====== Data supplied ======
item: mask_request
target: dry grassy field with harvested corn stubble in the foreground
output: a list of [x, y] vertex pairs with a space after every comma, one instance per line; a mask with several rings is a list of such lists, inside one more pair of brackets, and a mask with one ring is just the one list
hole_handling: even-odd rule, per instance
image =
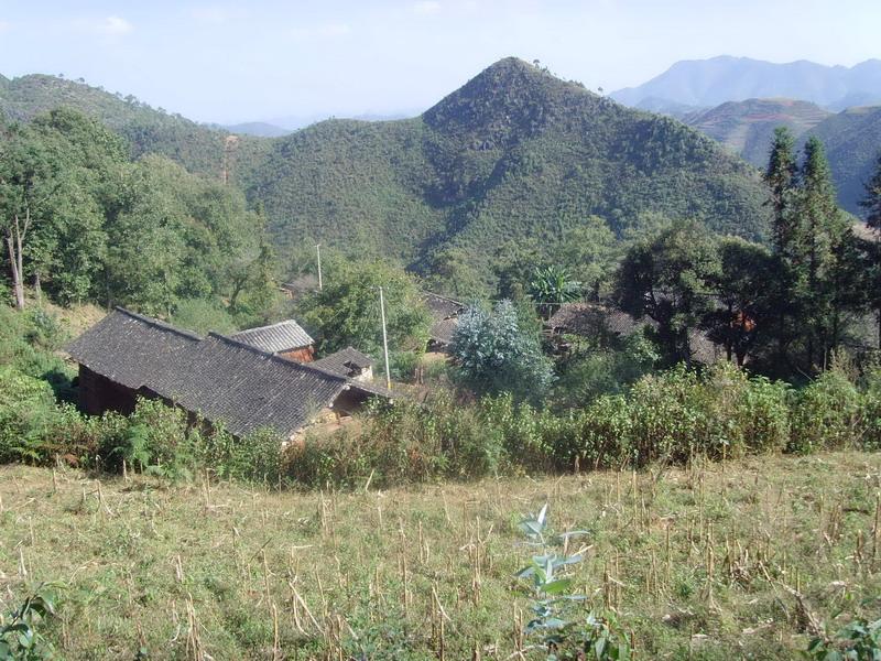
[[637, 658], [794, 658], [881, 611], [877, 454], [385, 492], [197, 481], [0, 468], [0, 610], [61, 582], [44, 631], [66, 659], [516, 659], [516, 523], [548, 501], [589, 531], [577, 585]]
======
§ **Assignment**
Among the entries above, the lines between the ones containing "target: dry grassy" and "hole_handling: even-odd rule, per instance", inclusive, are to be transcribed exactly. No other line is to be given.

§ **Response area**
target: dry grassy field with harvested corn stubble in the foreground
output: a list of [x, y] vertex pairs with a space after every comma, one instance per line; a mask with several rings is a list of such lists, inside one more pair of brackets, and a mask with one ring is just the one list
hole_handling: even-odd rule, per instance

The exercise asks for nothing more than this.